(Stored items from a collection)
------------

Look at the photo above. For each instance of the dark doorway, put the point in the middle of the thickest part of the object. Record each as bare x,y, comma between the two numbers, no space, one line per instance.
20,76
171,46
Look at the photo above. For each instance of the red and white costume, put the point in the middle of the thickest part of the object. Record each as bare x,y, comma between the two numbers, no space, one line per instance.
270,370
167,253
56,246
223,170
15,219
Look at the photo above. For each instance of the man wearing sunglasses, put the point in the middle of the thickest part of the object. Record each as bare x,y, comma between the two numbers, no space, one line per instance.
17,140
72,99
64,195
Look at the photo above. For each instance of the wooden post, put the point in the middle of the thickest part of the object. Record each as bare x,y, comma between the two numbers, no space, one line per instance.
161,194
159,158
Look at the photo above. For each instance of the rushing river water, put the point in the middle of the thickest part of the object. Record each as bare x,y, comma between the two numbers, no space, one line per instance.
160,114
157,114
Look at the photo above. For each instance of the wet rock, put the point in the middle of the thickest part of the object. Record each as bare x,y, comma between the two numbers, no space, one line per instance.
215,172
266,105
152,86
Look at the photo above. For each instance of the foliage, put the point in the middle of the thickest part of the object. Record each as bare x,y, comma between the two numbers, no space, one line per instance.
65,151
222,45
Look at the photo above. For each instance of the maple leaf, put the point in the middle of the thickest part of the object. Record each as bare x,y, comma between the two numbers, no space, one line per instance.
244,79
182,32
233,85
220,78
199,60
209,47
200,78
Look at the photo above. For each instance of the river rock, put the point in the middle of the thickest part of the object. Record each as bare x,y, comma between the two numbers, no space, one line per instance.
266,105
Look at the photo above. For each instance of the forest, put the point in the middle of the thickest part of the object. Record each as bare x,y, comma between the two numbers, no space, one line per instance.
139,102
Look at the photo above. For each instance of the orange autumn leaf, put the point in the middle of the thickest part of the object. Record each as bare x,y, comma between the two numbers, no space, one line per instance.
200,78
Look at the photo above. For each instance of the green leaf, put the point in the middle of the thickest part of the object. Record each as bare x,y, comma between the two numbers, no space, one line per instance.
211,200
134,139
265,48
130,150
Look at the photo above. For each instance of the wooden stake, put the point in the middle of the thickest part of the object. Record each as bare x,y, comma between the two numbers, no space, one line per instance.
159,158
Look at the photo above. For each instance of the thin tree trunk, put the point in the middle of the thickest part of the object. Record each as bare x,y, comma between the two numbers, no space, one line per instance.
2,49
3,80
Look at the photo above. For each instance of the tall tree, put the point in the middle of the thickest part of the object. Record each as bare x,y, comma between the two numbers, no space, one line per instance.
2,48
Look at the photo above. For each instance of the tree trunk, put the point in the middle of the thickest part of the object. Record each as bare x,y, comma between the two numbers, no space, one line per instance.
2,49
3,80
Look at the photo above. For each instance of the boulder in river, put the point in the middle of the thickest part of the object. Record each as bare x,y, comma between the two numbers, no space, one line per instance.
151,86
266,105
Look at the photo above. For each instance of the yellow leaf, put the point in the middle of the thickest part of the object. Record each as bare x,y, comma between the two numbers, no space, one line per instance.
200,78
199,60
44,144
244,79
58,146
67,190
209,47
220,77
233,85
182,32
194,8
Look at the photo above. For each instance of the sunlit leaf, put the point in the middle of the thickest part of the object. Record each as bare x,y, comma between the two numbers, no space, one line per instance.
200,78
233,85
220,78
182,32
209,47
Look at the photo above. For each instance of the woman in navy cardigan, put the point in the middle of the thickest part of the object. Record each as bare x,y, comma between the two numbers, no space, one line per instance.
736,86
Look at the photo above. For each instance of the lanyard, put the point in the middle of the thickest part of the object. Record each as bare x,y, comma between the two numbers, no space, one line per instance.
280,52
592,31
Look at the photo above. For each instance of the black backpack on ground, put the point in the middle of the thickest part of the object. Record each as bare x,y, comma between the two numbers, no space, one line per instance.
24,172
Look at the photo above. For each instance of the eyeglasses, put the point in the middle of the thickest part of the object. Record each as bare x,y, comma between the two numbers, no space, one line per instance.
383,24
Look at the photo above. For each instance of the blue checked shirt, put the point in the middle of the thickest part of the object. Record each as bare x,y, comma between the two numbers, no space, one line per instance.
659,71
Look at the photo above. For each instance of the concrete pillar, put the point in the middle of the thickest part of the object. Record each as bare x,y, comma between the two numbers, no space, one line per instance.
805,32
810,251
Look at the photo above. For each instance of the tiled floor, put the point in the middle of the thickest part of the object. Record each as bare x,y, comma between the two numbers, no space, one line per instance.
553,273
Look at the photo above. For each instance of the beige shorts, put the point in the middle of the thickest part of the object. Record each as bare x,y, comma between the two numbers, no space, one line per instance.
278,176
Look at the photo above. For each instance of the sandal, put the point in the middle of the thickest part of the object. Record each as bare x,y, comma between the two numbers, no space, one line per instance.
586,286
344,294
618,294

------------

Type the whole listing again, unaltered.

RESPONSE BELOW —
Look at the photo above. For each instance of the dark doorway, put the point in the middle of the thickest part of the object. Record each as bare x,y, comma between the two numbers, no space, one line per instance.
20,76
171,46
Look at the photo above. For each instance of the red and white costume, put the point in the middle of the thickest part of the object. Record each as bare x,y, comma between the two numbers, no space, one line per instance.
270,370
167,253
56,246
223,170
15,219
Look at the photo above. For each instance of the man wearing sunglasses, put the point in the middle of the thickest part of the object. Record each as bare x,y, comma between the two numbers, no space, one line per instance.
17,140
72,99
64,195
Look at the photo above. For each instance of the wooden post, put the point in the middle of the thickest part of the object. Record each as bare x,y, comma between the two numbers, no space, one line per instance.
161,194
159,158
Look at the photo above. For each instance of the rushing river water, put the point in the middle of the thickest part of the object. Record each as bare x,y, comma between the two numbers, no space, one line per instance.
160,114
157,114
Look at the photo above. For each instance of the wet rock, put the point in the middle of the thickest part of the object. Record each as bare x,y, comma between the two numbers, no space, one line per instance.
215,172
266,105
152,86
Look at the photo above. For each instance of the foliage, put the point in the middle of the thickest part of the object. Record each as bare x,y, comma between the two numbers, no space, one line per instance.
65,151
222,45
Look at the photo above. For each instance of the maple leaf, put the point in the middle of the thickest part of the object. Record each as bare x,y, comma between the two numbers, no space, one line per instance.
244,79
182,32
233,85
220,78
199,60
209,47
200,78
Look at the photo above. For each instance of the river rock, put the point in the middle of the thickest part of the object. Record each as bare x,y, comma between the two numbers, no space, one line per instance.
266,105
Look at the photo above. For each instance of the forest, put the point in the middle of the thickest part of the object. Record each as bare x,y, comma between the two numbers, no space, one line per instance.
139,102
Look at the photo above. For each instance of the orange autumn leaf, put the point in the middle of the thickest part of the object. Record each as bare x,y, comma between the two numbers, no space, one line per instance.
200,78
Look at the photo above. For each instance of the green leaf, put the point in the middle of the thickest part of the object. Record each as bare x,y, comma between the two numbers, no space, one line per instance.
211,200
134,139
265,48
130,150
Look at the photo above. For each instance of the wooden stake, put the point in the middle of the thickest part of the object. Record each as bare x,y, comma between the two numbers, no space, one line per instance.
159,158
Look at the photo above. For each instance of the thin tree trunk, put the point in the middle of the thickest part of the object. Record each as bare x,y, comma between the two numbers, no space, one line per instance.
2,49
3,80
Look at the photo above. For each instance of the tall tree, put the point in the middle of the thickest part of the object. Record each as bare x,y, comma between the two numbers, no space, one line per instance.
2,48
Look at the photo above. For each instance of the tree trunk, put the point in the middle of the thickest part of the object. Record each as bare x,y, comma between the two numbers, no space, one line per instance.
2,49
3,80
Look at the photo above. For each instance of the boulder in river, put the point in the middle of the thickest part of the object. Record each as bare x,y, comma between the two numbers, no space, one line per instance.
151,86
266,105
Look at the photo above. For each instance of the yellow leaf, put the point in the middle of the thickest part of the object. Record each as bare x,y, comma between the two numbers, no space, one line per instance.
200,78
199,60
44,144
244,79
58,146
67,190
209,47
220,77
233,85
182,32
194,8
Look at the photo above. For each instance of the sunlit leaf, put the point in the middle of the thickest part of the object. Record each as bare x,y, comma between the two numbers, no space, one line per instance.
200,78
233,85
220,78
182,32
209,47
Look at the photo above. For each instance of the woman in navy cardigan, put the point in the middle of the thickest part of the object. Record each as bare x,y, comma between the two numbers, no space, one line per instance.
736,86
Look at the photo above. For each instance of the lanyard, put the point in the middle of the thickest part of the object. Record each as bare x,y, comma between the two numbers, no space, one line per instance.
280,52
592,31
Look at the photo above. For each instance of the black backpack on ground, put the point in the middle of the thickest part of the object. Record each as bare x,y, comma between the two numbers, no space, one line per instance.
24,172
Look at the photo above. For each instance of the eyeglasses, put the point in the middle of the thickest part of the object. Record each as bare x,y, comma between the two numbers, no space, one line per instance.
383,24
Look at the photo above. For each instance of the blue checked shirt, put the point in the middle of the thickest part of the object. Record each as bare x,y, comma between the two numbers, no space, one line per instance.
659,71
Look at the photo above. For each instance of the concrete pillar, put the point in the middle of the thickest part of the object. Record each as bare x,y, comma between the two numbers, no space, one line per instance.
805,32
810,251
Look at the photo above. For each instance of the tiled floor, put the point in the middle of the thickest part of the object. Record each as bare x,y, comma between the two numbers, no space, one line per instance.
553,273
Look at the photo above. For each instance of the beige shorts, put the point in the middle of the thickest part of the object. Record each as bare x,y, comma between the two numbers, no space, one line per instance.
278,176
Look at the photo above. For each instance of the sandal, put the point in the middle of the thickest part of the object. Record each as bare x,y, comma between the two numbers, no space, one line per instance.
586,286
344,294
618,294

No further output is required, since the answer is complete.